What you will do.
Copy every line of the records below word for word, omitting the pictures.

^^^^^^^^^^^^^^^^

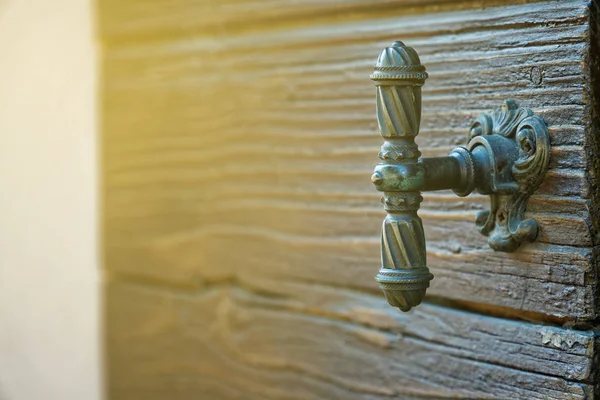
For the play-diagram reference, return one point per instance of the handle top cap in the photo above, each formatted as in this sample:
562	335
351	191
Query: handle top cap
401	64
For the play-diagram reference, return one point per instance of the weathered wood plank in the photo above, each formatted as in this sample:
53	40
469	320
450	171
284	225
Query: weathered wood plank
265	143
553	280
314	342
123	19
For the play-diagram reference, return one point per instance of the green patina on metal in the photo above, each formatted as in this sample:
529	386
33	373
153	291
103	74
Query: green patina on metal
506	157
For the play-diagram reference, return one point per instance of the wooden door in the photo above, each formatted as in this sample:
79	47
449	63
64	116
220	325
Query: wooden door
241	229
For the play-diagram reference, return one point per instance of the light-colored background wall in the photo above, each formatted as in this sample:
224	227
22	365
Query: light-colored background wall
49	329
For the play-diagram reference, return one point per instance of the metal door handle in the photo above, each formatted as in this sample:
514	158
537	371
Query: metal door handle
506	157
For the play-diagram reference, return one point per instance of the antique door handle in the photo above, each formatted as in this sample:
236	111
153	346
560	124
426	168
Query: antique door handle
506	157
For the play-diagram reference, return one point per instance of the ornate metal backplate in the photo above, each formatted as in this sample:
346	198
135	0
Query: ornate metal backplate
518	148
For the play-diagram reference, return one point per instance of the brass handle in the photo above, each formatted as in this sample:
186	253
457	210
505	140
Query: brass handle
506	157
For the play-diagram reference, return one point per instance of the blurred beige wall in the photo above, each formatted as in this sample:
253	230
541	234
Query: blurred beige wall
48	196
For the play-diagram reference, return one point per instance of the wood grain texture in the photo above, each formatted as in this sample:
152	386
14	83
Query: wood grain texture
241	230
266	142
167	18
315	342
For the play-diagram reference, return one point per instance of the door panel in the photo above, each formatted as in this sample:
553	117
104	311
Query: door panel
241	224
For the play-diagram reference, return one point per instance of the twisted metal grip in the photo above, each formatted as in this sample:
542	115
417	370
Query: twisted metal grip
398	76
506	157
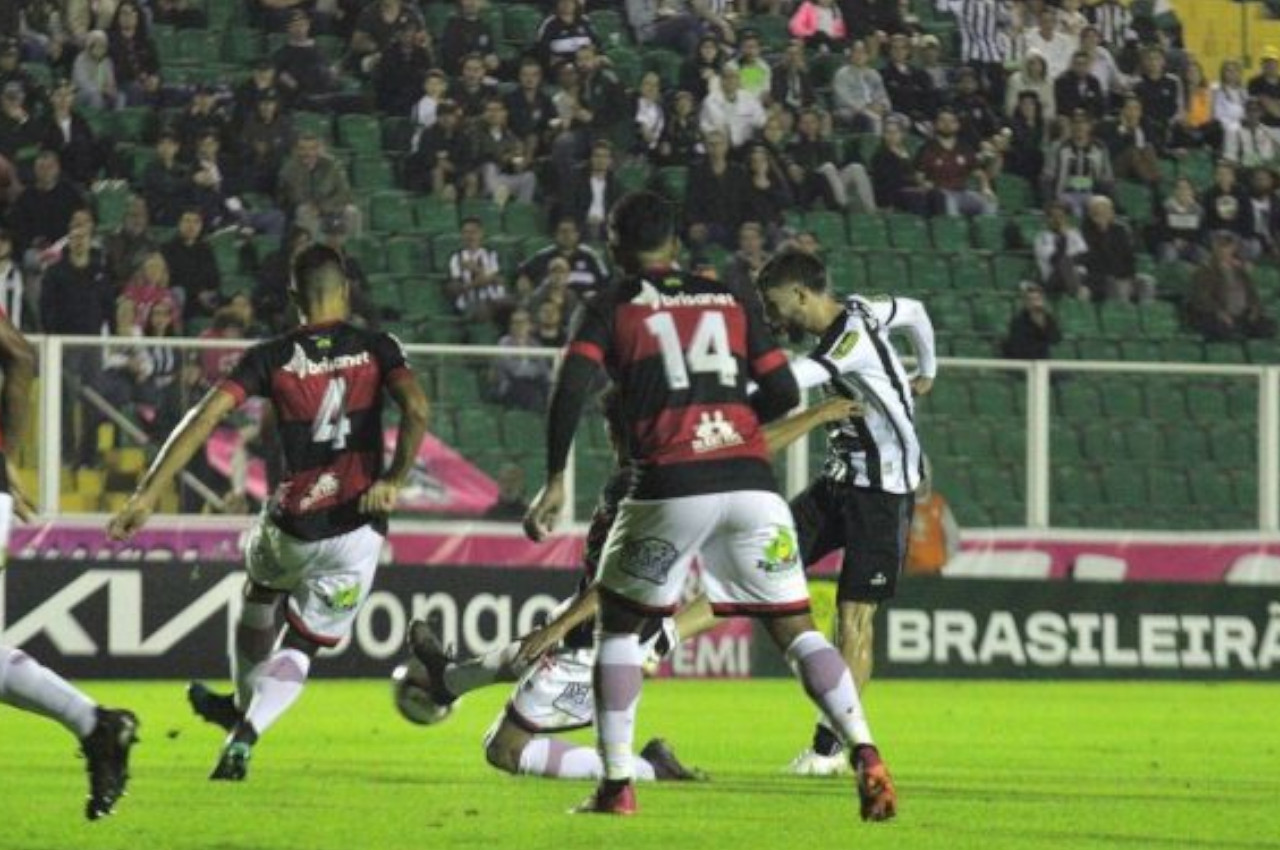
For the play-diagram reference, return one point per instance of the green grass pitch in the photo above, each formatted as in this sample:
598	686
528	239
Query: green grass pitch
984	766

^^^^^^^^^^^^^^^^

Full response.
For the play-diagram reference, return one point per instance of the handle top cap in the photo above, each formatted as in this sample:
562	335
351	191
Query: handle top cap
401	64
For the play-diagram reference, return one point per instance of the weathered wood plank in the photo above, each formatted as in this sample:
53	40
469	320
450	171
284	225
Query: weathered wood plank
265	143
553	280
314	342
123	19
For the play-diagram reference, return one point per instance of the green patina on metal in the photo above, each formatted as in this sample:
529	386
33	373
153	291
103	74
Query: green patina on metal
506	157
For the play-diagram reference, return one point per instance of the wooden door in the photo above, each formatted as in this sample:
79	47
449	63
64	116
220	325
Query: wooden door
241	229
For the play-diagram reference, return one point per instance of the light-colored background wall in the photo above, each formatted as in this sample:
224	227
22	365
Query: light-colored background wall
49	329
For the play-diagram reference, return one point per instance of the metal door handle in the photo above, each formatted as in this sample:
514	158
537	371
Query: metal door handle
506	157
For the play-diagram reference, return one point per instance of the antique door handle in the photo above, each formatted as in this sample:
236	111
153	346
560	124
426	168
Query: antique door handle
506	157
For the play-diagram reference, return one point per instance of the ornate metal backplate in the photo above, each formatted as in this sample:
346	198
135	0
Query: ornate metal backplate
518	148
For the play-diagram reference, return one point per instance of the brass handle in the photo above, each formatted as in this sample:
186	253
457	210
505	140
Query: brass handle
506	157
For the play-diagram reference, return one point per instance of the blurred beige wall in the photo above, each formatted as in this sample:
253	230
541	234
Query: blurred beige wall
48	196
For the play-diagram reference, return one point per instance of the wood grain texture in the photo above, each formatted as in this sample:
152	386
14	83
Query: wood grain texture
241	230
266	142
167	18
315	342
For the play-diagram reference, return one point per instance of the door panel in the photo above, each formatted as in this sample:
553	117
104	311
Query: door panel
241	224
For the play-diagram reference, return one point per instance of the twisted metal grip in the photo above, each formatted as in this sample:
542	115
417	370
Query: twisted metal grip
398	76
506	157
For the play-diagram reference, return one point per instance of the green grass pitch in the photo above, each formatted as in this sample:
598	686
528	239
Query: green grass pitch
984	766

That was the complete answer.